## Written request
Reproduce the records character for character, starting at the beginning of the records and ending at the line that contains "x=332, y=87", including that line.

## Dataset content
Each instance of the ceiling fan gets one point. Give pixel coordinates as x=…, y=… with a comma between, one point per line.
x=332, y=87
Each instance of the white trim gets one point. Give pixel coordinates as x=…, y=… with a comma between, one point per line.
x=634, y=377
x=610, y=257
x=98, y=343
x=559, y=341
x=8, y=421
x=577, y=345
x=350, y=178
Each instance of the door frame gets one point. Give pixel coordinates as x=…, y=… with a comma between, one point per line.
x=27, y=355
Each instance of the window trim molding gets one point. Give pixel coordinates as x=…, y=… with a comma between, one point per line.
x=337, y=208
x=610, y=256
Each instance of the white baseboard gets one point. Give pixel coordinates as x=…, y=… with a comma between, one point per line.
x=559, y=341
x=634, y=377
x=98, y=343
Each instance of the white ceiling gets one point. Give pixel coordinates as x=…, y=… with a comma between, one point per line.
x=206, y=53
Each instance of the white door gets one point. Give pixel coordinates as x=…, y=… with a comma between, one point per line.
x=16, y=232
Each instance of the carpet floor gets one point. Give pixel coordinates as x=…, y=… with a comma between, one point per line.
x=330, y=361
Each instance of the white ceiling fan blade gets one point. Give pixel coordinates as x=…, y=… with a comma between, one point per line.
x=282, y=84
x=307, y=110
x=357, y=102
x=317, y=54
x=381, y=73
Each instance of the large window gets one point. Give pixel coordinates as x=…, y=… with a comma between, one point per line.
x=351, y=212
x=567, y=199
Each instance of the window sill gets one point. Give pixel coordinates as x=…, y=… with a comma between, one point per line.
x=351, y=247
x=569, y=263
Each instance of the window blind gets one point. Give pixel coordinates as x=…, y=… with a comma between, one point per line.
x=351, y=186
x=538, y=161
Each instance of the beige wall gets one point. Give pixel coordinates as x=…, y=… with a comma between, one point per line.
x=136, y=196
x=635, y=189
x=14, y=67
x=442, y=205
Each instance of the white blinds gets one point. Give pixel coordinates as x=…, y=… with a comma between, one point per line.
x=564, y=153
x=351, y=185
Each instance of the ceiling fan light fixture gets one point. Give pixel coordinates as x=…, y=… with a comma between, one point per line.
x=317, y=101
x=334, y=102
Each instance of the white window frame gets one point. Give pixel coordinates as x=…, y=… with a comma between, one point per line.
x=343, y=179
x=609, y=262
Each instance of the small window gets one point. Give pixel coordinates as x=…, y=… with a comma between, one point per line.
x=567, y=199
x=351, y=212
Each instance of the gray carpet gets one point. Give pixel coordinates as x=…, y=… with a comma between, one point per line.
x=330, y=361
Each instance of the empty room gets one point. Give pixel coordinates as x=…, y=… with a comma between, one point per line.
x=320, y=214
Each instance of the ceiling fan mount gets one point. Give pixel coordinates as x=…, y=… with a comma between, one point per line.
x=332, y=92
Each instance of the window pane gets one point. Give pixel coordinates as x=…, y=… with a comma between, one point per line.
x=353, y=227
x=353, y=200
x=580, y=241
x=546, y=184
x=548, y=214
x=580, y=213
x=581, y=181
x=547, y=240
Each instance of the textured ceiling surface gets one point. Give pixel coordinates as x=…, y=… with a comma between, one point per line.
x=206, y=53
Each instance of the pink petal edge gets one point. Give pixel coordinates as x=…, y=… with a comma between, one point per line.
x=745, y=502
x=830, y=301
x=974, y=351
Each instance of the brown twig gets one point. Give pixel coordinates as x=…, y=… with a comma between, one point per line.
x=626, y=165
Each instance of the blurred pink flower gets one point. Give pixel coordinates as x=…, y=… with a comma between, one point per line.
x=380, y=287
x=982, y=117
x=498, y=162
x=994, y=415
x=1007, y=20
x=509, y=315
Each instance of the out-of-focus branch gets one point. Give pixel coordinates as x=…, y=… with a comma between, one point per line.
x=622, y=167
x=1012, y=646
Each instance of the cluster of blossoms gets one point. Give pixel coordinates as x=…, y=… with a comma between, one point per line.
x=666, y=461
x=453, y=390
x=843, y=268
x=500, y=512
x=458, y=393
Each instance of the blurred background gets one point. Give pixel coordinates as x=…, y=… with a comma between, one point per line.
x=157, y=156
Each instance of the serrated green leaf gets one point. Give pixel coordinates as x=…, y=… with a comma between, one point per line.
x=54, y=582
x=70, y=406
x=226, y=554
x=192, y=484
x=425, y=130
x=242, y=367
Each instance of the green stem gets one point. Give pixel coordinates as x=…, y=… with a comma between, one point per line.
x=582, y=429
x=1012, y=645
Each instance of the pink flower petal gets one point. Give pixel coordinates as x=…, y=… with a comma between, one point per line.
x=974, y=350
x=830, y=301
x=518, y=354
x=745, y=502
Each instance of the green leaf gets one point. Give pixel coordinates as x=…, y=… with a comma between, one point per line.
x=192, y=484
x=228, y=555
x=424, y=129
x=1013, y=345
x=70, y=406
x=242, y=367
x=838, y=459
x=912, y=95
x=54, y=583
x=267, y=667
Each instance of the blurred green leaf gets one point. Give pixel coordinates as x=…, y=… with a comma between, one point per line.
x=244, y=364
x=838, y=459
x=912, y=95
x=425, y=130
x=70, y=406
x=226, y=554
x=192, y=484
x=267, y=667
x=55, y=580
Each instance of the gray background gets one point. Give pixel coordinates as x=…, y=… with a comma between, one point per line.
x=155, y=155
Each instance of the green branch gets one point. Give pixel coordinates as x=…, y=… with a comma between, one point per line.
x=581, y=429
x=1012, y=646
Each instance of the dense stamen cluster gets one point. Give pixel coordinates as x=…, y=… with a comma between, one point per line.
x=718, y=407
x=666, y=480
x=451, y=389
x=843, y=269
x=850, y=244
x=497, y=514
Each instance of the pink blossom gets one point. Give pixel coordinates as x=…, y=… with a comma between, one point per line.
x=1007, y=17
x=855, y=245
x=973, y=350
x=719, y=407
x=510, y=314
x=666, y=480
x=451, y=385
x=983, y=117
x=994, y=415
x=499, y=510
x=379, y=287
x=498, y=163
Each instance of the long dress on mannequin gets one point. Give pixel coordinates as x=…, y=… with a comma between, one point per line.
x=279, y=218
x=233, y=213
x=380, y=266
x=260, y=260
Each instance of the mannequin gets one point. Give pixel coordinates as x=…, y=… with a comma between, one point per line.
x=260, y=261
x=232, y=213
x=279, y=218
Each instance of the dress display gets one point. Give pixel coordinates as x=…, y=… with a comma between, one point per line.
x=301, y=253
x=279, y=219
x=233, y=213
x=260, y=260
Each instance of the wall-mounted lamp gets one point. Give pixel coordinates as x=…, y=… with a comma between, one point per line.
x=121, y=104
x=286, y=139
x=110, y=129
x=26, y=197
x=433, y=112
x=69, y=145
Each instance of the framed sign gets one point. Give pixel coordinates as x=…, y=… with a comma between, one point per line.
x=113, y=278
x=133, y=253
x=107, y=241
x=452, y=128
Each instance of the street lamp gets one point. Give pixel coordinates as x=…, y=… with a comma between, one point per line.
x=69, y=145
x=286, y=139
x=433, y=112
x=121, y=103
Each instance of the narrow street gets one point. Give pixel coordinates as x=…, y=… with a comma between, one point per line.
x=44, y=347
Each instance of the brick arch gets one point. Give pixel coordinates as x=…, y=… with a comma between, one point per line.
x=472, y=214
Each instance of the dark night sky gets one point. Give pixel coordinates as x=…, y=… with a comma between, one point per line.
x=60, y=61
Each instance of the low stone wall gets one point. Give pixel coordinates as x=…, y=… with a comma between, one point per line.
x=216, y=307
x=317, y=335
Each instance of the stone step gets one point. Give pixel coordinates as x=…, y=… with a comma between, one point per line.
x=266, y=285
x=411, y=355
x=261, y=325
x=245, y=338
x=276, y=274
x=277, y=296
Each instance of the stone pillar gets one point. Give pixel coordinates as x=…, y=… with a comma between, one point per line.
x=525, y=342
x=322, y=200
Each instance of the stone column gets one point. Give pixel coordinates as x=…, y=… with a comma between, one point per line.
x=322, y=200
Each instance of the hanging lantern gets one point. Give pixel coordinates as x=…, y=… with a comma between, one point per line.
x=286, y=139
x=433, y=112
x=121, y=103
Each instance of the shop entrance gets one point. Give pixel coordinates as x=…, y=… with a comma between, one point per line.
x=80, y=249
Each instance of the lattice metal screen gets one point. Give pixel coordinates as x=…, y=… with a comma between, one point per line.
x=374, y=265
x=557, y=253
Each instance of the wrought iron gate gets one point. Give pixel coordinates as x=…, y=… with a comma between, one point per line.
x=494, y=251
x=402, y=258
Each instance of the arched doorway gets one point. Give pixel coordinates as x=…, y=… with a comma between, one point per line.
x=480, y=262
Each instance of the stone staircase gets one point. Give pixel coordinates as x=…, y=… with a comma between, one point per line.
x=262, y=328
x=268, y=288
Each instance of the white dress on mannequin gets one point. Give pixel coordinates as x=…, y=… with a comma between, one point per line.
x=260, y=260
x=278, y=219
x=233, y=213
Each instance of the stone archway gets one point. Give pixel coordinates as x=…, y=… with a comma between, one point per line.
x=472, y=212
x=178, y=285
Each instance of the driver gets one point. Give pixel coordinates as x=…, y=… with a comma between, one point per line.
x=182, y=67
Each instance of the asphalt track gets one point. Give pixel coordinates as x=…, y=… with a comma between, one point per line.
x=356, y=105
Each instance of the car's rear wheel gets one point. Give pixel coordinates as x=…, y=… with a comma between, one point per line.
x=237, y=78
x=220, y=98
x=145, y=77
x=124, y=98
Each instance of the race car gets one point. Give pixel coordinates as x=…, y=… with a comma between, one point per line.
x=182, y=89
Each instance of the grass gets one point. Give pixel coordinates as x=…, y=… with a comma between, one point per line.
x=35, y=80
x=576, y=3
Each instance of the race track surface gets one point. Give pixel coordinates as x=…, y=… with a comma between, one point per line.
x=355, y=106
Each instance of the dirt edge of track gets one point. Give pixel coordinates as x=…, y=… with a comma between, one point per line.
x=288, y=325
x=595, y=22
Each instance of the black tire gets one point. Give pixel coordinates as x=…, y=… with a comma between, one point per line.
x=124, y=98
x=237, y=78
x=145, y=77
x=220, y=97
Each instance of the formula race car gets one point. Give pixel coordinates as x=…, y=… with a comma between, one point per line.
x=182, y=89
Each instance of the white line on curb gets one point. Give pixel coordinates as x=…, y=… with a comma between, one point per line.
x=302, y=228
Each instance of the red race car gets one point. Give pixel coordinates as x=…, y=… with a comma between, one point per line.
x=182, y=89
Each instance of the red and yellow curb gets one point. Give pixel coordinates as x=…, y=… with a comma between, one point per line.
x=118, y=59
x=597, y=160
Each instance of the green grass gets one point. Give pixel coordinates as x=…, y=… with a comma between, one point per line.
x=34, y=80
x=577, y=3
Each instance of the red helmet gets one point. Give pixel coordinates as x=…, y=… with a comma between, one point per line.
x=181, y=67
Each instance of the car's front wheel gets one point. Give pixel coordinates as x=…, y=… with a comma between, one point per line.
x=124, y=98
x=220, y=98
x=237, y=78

## Task result
Each instance of the ceiling fan gets one point. Give pixel coordinates as x=…, y=… with a comma between, one point per line.
x=332, y=87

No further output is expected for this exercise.